Give the records below as a Markdown table with the columns Row and Line, covering everything from the line that contains "Can you find the blue jeans?" down to and including the line that contains "<point>304,253</point>", and leave out blank lines.
---- Material to process
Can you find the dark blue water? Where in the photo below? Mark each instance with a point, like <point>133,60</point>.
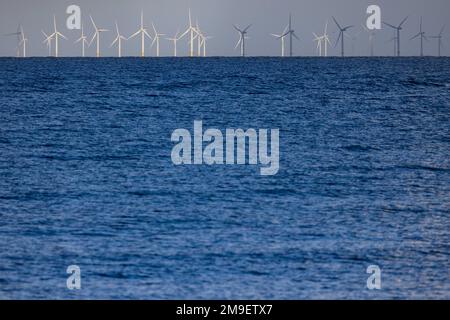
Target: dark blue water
<point>86,178</point>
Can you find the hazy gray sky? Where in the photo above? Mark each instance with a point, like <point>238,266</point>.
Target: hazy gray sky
<point>216,18</point>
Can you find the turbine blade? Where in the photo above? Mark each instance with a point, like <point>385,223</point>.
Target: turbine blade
<point>237,44</point>
<point>93,23</point>
<point>390,25</point>
<point>146,33</point>
<point>114,42</point>
<point>337,23</point>
<point>339,38</point>
<point>62,36</point>
<point>401,23</point>
<point>134,34</point>
<point>416,36</point>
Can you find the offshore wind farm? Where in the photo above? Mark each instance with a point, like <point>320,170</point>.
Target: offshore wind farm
<point>355,119</point>
<point>196,39</point>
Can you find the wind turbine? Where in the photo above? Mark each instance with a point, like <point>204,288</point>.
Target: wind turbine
<point>394,40</point>
<point>56,34</point>
<point>242,37</point>
<point>23,42</point>
<point>319,43</point>
<point>96,36</point>
<point>371,39</point>
<point>281,37</point>
<point>203,43</point>
<point>439,37</point>
<point>143,32</point>
<point>292,34</point>
<point>354,38</point>
<point>156,39</point>
<point>175,39</point>
<point>342,34</point>
<point>48,42</point>
<point>200,40</point>
<point>83,40</point>
<point>191,30</point>
<point>18,40</point>
<point>422,36</point>
<point>398,29</point>
<point>325,39</point>
<point>118,40</point>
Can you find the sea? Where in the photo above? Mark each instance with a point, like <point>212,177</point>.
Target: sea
<point>87,179</point>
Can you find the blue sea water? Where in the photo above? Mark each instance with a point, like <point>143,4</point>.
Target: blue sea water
<point>86,179</point>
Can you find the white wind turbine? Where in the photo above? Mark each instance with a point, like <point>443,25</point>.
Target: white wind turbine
<point>342,34</point>
<point>439,39</point>
<point>118,40</point>
<point>422,36</point>
<point>23,42</point>
<point>202,39</point>
<point>18,39</point>
<point>143,32</point>
<point>156,39</point>
<point>281,37</point>
<point>325,39</point>
<point>319,43</point>
<point>175,40</point>
<point>83,40</point>
<point>292,34</point>
<point>397,29</point>
<point>48,42</point>
<point>56,34</point>
<point>96,36</point>
<point>203,44</point>
<point>193,35</point>
<point>371,39</point>
<point>242,37</point>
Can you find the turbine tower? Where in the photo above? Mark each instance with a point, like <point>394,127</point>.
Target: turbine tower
<point>143,32</point>
<point>175,40</point>
<point>342,34</point>
<point>193,35</point>
<point>292,34</point>
<point>439,38</point>
<point>96,36</point>
<point>18,40</point>
<point>422,36</point>
<point>118,40</point>
<point>242,37</point>
<point>83,40</point>
<point>281,37</point>
<point>371,39</point>
<point>325,39</point>
<point>48,42</point>
<point>56,34</point>
<point>204,39</point>
<point>319,43</point>
<point>23,42</point>
<point>156,39</point>
<point>398,29</point>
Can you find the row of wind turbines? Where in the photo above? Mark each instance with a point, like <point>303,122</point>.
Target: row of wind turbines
<point>194,32</point>
<point>197,37</point>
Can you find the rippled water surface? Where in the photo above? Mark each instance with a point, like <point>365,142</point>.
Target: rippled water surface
<point>86,178</point>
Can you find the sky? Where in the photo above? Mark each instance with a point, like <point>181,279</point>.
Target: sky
<point>216,18</point>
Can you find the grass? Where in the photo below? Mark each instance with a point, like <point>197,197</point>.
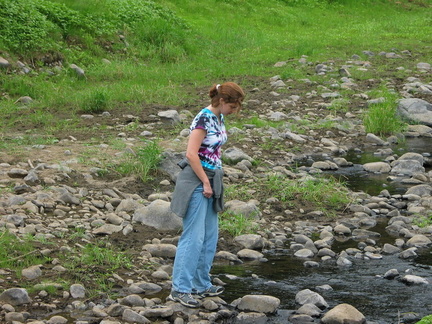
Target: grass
<point>160,60</point>
<point>236,224</point>
<point>92,263</point>
<point>141,162</point>
<point>381,118</point>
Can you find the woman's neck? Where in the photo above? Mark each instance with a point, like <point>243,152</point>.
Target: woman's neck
<point>214,110</point>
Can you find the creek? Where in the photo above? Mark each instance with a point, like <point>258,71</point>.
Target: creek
<point>361,285</point>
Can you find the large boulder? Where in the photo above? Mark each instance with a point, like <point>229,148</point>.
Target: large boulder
<point>158,215</point>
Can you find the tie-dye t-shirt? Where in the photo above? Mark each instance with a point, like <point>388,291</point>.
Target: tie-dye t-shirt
<point>210,149</point>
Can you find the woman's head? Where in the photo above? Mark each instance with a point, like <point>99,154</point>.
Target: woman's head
<point>230,92</point>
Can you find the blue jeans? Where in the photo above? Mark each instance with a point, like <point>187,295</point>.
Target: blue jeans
<point>197,245</point>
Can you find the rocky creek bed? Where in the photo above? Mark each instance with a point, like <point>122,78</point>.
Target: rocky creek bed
<point>51,191</point>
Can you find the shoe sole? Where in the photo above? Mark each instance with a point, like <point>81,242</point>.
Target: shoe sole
<point>176,299</point>
<point>204,295</point>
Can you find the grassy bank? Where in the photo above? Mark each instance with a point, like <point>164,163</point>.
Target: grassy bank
<point>158,51</point>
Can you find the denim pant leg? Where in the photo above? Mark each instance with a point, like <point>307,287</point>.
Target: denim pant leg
<point>202,280</point>
<point>190,244</point>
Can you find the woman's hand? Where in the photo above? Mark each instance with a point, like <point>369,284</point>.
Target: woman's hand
<point>208,191</point>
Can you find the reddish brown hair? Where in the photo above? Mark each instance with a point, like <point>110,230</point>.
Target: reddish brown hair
<point>230,92</point>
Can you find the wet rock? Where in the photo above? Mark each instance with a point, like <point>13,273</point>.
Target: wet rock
<point>308,296</point>
<point>250,241</point>
<point>419,240</point>
<point>15,296</point>
<point>342,229</point>
<point>249,254</point>
<point>15,317</point>
<point>251,318</point>
<point>412,279</point>
<point>57,320</point>
<point>77,291</point>
<point>309,309</point>
<point>259,303</point>
<point>381,167</point>
<point>342,314</point>
<point>304,253</point>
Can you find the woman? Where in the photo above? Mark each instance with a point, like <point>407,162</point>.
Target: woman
<point>198,197</point>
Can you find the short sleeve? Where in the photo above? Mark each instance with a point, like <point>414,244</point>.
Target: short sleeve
<point>201,121</point>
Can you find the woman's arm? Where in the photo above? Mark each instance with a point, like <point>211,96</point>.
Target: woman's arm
<point>196,137</point>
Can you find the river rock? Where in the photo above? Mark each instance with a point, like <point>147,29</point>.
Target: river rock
<point>161,250</point>
<point>15,296</point>
<point>420,190</point>
<point>381,167</point>
<point>412,279</point>
<point>343,314</point>
<point>307,296</point>
<point>251,318</point>
<point>247,209</point>
<point>57,319</point>
<point>250,241</point>
<point>249,254</point>
<point>391,274</point>
<point>259,303</point>
<point>131,316</point>
<point>170,116</point>
<point>309,309</point>
<point>77,291</point>
<point>418,240</point>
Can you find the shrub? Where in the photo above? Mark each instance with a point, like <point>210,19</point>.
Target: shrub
<point>23,28</point>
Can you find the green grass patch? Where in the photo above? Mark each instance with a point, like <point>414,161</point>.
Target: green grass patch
<point>236,224</point>
<point>381,118</point>
<point>19,253</point>
<point>155,49</point>
<point>141,162</point>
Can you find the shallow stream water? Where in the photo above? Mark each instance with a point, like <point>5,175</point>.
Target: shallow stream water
--------
• Answer to the problem:
| Row | Line |
|---|---|
| 1 | Can you find the blue jeans? Where in the photo above? Mark each instance with a point, like <point>187,295</point>. |
| 2 | Target: blue jeans |
| 3 | <point>197,245</point> |
| 4 | Can you find the rocky creek bed? Where in the photo above? Mark each instance with a point, like <point>122,78</point>. |
| 5 | Target: rocky creek bed |
| 6 | <point>51,191</point> |
| 7 | Can you find the shoe sole? Where in the photo above? Mark each instance with a point, like <point>81,242</point>. |
| 8 | Target: shoe sole |
| 9 | <point>176,299</point> |
| 10 | <point>204,295</point> |
| 11 | Can you find the grassy bank? Where in the photo above? Mark each instance with a point, like <point>164,163</point>. |
| 12 | Target: grassy bank |
| 13 | <point>158,51</point> |
| 14 | Can you find the denim pant leg? Where in the photo above? Mark each instance with a point, like <point>307,287</point>. |
| 15 | Target: denim pant leg |
| 16 | <point>202,280</point> |
| 17 | <point>190,244</point> |
| 18 | Can you find the woman's hand? Where in the photo above? Mark each instance with a point, like <point>369,284</point>. |
| 19 | Target: woman's hand |
| 20 | <point>208,191</point> |
| 21 | Can you find the reddish brown hair? Where in the photo above? Mark each instance with a point, like <point>110,230</point>. |
| 22 | Target: reddish brown hair |
| 23 | <point>230,92</point> |
| 24 | Can you find the wet rock? Where in the photo above? Mark each instance with a point, like <point>13,273</point>. |
| 25 | Target: wet rock |
| 26 | <point>308,296</point> |
| 27 | <point>250,241</point> |
| 28 | <point>419,240</point> |
| 29 | <point>15,296</point> |
| 30 | <point>342,229</point> |
| 31 | <point>249,254</point> |
| 32 | <point>15,317</point> |
| 33 | <point>251,318</point> |
| 34 | <point>412,279</point> |
| 35 | <point>57,320</point> |
| 36 | <point>77,291</point> |
| 37 | <point>309,309</point> |
| 38 | <point>259,303</point> |
| 39 | <point>381,167</point> |
| 40 | <point>342,314</point> |
| 41 | <point>304,253</point> |